_Try it_
Set down exactly the lines from the one containing "Could you point out the crowd" through the last line of the records below, both included, and nothing else.

_Stored data entries_
☆ ☆ ☆ ☆

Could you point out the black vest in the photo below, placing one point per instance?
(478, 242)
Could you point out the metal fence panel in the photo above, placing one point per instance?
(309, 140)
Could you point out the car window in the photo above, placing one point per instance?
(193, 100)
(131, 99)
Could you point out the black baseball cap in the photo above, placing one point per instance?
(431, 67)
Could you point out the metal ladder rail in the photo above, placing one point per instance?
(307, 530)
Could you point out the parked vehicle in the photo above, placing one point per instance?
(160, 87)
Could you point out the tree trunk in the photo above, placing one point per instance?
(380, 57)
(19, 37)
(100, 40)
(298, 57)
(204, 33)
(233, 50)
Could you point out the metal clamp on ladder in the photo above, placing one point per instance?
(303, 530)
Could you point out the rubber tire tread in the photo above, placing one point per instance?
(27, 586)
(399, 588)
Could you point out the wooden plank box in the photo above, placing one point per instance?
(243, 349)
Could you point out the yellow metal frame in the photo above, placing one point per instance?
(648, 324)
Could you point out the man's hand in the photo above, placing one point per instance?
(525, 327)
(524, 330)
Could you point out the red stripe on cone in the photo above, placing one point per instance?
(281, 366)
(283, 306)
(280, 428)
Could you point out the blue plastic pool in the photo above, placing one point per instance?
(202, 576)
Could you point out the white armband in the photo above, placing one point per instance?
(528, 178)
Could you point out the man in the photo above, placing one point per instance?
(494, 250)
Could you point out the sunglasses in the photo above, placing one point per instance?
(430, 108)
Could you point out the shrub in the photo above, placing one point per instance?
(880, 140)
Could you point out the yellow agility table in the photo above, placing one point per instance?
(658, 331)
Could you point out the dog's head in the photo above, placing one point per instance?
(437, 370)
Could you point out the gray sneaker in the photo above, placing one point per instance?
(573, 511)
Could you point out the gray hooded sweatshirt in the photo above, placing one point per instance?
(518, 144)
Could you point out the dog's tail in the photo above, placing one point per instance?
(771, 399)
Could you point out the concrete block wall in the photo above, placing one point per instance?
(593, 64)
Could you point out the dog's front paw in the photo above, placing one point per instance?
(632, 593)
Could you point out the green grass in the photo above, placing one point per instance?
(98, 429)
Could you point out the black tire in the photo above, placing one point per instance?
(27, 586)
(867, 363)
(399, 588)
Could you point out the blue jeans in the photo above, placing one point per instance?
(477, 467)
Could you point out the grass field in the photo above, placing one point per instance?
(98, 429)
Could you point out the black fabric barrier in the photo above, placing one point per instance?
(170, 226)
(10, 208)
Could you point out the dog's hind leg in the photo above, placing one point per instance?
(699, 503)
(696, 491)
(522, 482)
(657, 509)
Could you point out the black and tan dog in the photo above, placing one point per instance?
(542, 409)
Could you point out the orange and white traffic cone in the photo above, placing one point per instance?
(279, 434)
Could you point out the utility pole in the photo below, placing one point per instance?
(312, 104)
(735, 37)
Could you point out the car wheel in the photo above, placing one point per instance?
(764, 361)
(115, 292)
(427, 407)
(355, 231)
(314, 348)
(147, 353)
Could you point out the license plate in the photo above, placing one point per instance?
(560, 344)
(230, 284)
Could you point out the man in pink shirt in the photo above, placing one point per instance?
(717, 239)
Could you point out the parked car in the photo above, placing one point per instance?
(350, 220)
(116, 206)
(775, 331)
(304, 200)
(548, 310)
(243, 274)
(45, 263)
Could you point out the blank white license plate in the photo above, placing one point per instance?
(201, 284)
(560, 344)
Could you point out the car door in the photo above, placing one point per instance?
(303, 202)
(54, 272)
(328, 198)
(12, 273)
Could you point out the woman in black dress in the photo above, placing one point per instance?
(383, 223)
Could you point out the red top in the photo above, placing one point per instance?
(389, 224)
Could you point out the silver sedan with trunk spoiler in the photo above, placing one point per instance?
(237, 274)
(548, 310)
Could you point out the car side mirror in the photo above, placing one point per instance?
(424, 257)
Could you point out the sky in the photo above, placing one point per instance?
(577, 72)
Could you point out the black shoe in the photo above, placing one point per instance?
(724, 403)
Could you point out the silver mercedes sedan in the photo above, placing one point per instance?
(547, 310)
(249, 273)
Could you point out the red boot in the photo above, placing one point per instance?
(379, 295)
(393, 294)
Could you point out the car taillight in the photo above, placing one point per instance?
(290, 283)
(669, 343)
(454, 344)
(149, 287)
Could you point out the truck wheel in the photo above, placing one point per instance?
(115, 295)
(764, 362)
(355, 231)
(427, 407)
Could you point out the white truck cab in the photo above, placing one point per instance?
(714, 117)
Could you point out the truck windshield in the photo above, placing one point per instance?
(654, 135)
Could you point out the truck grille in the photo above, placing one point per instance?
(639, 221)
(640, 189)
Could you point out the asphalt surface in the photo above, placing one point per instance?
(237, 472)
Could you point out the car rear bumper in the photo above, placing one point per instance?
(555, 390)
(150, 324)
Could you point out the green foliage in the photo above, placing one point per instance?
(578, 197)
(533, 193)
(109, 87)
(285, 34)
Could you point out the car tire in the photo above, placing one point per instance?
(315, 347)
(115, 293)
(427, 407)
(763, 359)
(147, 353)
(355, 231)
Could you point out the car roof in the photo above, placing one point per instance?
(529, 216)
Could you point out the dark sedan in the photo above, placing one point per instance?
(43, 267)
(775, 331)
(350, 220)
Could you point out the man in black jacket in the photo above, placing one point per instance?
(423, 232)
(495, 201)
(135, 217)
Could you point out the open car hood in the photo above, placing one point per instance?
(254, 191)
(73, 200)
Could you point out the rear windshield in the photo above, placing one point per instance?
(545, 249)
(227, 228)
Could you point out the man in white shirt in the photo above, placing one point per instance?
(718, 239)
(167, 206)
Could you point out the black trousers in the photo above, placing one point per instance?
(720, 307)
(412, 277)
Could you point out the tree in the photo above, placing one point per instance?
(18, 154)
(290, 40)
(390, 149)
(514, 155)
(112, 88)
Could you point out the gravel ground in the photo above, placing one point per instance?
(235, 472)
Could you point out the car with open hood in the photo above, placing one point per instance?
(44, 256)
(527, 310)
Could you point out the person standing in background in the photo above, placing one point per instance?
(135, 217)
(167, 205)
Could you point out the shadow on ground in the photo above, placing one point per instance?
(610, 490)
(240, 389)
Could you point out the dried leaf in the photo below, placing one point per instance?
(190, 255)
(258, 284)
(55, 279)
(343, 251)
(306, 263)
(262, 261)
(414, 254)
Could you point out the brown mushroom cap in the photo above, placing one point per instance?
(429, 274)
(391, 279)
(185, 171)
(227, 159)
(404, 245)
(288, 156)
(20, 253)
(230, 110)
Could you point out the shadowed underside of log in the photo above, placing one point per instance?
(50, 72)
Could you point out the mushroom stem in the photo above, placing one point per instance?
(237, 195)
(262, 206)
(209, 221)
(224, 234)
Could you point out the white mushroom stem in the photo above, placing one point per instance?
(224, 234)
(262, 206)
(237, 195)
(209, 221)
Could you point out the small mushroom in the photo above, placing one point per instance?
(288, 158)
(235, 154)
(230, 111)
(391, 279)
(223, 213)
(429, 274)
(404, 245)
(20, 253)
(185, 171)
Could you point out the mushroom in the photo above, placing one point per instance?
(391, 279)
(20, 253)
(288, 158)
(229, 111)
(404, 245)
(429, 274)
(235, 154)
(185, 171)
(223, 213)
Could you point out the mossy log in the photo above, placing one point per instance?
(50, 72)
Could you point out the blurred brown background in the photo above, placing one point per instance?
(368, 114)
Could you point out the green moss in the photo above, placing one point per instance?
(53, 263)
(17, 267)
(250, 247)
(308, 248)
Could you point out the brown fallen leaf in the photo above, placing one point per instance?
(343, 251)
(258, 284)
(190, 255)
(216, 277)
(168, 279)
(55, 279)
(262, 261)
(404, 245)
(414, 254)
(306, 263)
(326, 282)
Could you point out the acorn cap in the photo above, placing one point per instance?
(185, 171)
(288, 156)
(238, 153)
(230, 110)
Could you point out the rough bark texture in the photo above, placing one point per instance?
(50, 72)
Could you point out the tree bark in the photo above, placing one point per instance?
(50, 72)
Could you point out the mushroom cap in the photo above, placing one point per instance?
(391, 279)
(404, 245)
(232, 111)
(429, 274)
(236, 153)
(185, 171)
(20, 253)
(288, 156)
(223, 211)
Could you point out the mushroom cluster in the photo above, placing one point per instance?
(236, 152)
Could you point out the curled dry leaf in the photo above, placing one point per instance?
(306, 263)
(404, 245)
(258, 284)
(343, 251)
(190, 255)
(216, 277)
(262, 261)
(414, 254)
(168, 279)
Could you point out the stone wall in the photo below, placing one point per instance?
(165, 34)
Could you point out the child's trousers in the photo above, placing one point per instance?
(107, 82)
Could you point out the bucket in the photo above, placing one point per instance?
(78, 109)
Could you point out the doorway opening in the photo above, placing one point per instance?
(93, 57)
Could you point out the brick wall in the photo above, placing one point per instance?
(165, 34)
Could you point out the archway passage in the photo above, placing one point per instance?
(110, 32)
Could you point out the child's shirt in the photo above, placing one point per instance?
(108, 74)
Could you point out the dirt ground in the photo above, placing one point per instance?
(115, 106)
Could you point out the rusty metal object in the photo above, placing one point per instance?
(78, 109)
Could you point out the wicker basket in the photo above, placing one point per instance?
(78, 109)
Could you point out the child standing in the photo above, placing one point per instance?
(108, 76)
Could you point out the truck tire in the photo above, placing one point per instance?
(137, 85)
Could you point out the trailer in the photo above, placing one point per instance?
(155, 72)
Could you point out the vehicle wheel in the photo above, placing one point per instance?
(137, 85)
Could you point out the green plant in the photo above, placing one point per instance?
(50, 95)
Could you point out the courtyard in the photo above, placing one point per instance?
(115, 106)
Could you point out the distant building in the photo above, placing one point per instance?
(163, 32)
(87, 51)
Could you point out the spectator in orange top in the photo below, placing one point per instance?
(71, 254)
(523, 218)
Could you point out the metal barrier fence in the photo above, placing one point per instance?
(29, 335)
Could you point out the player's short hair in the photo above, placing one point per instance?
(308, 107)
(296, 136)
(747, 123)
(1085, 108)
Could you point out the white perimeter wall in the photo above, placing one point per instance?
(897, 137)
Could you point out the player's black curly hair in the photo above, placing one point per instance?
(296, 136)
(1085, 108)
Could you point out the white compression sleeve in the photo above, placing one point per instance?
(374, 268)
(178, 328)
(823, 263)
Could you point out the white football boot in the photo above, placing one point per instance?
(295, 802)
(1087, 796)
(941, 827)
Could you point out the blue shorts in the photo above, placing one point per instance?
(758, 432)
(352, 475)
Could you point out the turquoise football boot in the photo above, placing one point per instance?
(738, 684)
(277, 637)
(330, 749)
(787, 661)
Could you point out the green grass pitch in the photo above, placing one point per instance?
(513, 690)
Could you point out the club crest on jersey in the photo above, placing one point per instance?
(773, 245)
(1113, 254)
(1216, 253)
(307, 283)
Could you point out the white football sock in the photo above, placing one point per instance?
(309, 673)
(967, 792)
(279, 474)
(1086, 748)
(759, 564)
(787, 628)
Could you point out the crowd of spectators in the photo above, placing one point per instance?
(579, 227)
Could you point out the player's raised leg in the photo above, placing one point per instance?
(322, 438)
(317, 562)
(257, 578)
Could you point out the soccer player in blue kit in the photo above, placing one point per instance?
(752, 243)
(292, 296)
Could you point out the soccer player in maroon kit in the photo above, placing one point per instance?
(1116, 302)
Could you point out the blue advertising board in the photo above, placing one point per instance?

☆ ☆ ☆ ☆

_Response area_
Could you point out the crowd of spectators in the photo above, placing one point per instance?
(579, 227)
Could you point out the player's raised leg in the photo above, placing one point per instance?
(322, 438)
(317, 562)
(257, 578)
Could you point out the soccer player in blue kit in the photo above, placing one point per instance?
(752, 243)
(292, 296)
Could you point out the soccer player in maroon kit in the photo above, placing one point per instance?
(1116, 302)
Could you point out the blue advertising board in the photo above, placing one point per instance?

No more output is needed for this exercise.